> [TASK REQUIREMENTS]
1. In the passage about Seattle Genetics, how many people are on the company's new commercial team?
2. Using the passage about Seattle Genetics, explain why the company spent months hiring and training a new commercial team.

> [SELECTED EXCERPT]
Just glance at the name, Seattle Genetics, and you get the drift this is a science-based company. But Seattle Genetics is morphing into something bigger and more valuable, which creates a whole new challenge: How do you maintain an inspired scientific culture from the early days, while living up to the cold market reality to start producing real sales and profits?
Seattle Genetics (NASDAQ: SGEN) has been thinking hard about how to manage this transformation over the past year. Almost 14 years after its founding, the company is now just weeks away from what analysts expect will be a slam-dunk FDA approval of its first marketed product—a drug for rare lymphomas. Expectations are sky-high, as Seattle Genetics stock closed last week above $20 a share, making it worth more than $2.3 billion. To maximize this opportunity, Seattle Genetics has spent months vetting, hiring and training a new commercial team of 100 employees, bringing its total staff up to 450 people. Manufacturing, sales, marketing, supply chain logistics, and insurance reimbursement are just a few of the skills the company has had to add.
It’s hard to overstate how important managing this growth is to Seattle Genetics’ future as a company. If they do it right, this new commercialization crew will help the R&D groups realize their early vision of helping patients and blazing a new trail for “smart bomb” antibody drugs for cancer—a type of drug that has eluded scientists for three decades. But if the new commercial folks botch the product rollout, or engage in unseemly marketing practices to hit their numbers, then Seattle Genetics is asking for trouble. As Josh Boger, the founder and CEO of Vertex Pharmaceuticals said in a speech last week at the Biotechnology Industry Organization’s convention, “it will tear your company apart if commercial has its own set of values. Commercial plans have to be consistent with company values.”
The co-founder and CEO of Seattle Genetics, who is like Boger a scientist by training, has definitely been thinking hard about how to maintain the science-based culture as the company grows up.

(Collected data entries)
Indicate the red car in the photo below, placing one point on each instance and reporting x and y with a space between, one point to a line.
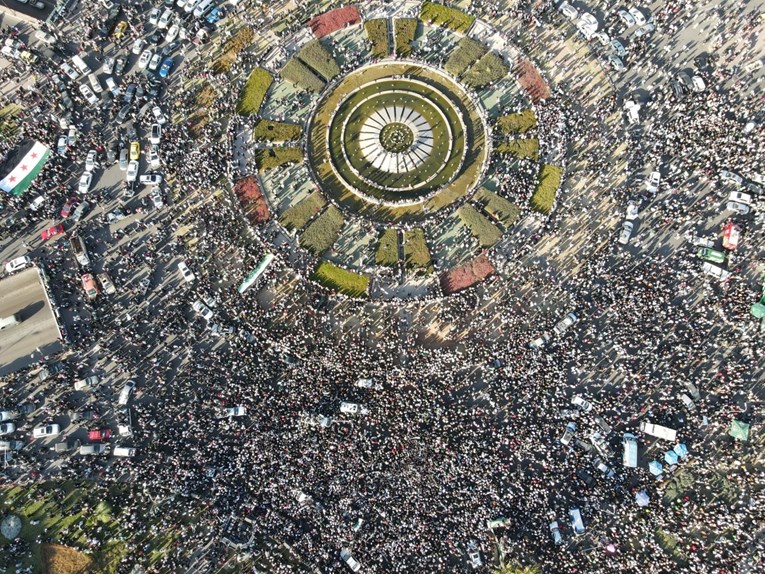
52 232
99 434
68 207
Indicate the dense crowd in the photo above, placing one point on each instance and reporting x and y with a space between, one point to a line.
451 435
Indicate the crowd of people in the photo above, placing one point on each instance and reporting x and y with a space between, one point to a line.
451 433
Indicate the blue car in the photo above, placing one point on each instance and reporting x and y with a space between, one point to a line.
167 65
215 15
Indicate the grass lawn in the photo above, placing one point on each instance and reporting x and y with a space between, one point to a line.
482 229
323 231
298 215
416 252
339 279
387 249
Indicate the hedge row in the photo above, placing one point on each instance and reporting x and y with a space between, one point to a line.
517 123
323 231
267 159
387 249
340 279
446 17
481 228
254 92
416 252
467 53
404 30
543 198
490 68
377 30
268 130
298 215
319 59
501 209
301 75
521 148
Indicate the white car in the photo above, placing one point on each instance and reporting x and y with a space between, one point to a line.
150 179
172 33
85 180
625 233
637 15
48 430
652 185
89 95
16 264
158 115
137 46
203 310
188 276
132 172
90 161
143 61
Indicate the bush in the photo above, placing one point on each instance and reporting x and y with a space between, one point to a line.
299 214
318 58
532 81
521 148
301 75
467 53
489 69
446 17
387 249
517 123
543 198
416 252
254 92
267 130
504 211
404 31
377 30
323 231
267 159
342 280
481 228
==
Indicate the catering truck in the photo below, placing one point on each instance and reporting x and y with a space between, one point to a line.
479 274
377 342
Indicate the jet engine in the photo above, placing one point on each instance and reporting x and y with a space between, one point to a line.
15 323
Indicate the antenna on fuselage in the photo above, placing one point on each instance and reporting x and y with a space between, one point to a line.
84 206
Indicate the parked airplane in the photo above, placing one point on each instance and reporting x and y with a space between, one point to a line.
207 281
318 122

> [RESPONSES IN ORDER]
1. 100 employees.

2. The company was only weeks away from an expected FDA approval of its first marketed product, a drug for rare lymphomas. It built the commercial team to make the most of that opportunity. This meant adding skills such as manufacturing, sales, marketing, supply chain logistics, and insurance reimbursement.